» **FRAGMENTO DEL DOCUMENTO**:
....

Llorando entre extraños

viernes, febrero 15


Queridos amigos virtuales,

Conseguí moverme como una autómata, carente de toda emoción, hasta que caí derrumbada en el asiento del avión. Una vez allí, la visión se me nubló a causa de las lágrimas. Me cubrí la cara con las manos y empecé a sufrir unos pequeños espasmos. No quería llorar estando rodeada de gente, pero la presa que había construido para mantener a raya mis emociones estaba desmoronándose por momentos. Mi corazón era un nido de mariposas negras que pugnaban por echar a volar como murciélagos.

No podía dejar de ver a mis dos príncipes envueltos en aquel torbellino de pasión. Una y otra vez la imagen giraba ante mis ojos hasta acaparar cada uno de mis pensamientos.

La presa se rompió. En silencio, rompí a llorar, sintiendo que los ojos me ardían.

....

» **DATOS MOSTRADOS**:
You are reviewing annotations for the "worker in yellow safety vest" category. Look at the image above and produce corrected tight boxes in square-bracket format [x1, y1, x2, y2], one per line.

....

» **TRABAJO SOLICITADO**: Reproduce literalmente el fragmento del documento desde "Conseguí moverme como" hasta "de mis pensamientos.". Los datos no son necesarios.

» **RESPUESTA ESCRITA**:
Conseguí moverme como una autómata, carente de toda emoción, hasta que caí derrumbada en el asiento del avión. Una vez allí, la visión se me nubló a causa de las lágrimas. Me cubrí la cara con las manos y empecé a sufrir unos pequeños espasmos. No quería llorar estando rodeada de gente, pero la presa que había construido para mantener a raya mis emociones estaba desmoronándose por momentos. Mi corazón era un nido de mariposas negras que pugnaban por echar a volar como murciélagos.

No podía dejar de ver a mis dos príncipes envueltos en aquel torbellino de pasión. Una y otra vez la imagen giraba ante mis ojos hasta acaparar cada uno de mis pensamientos.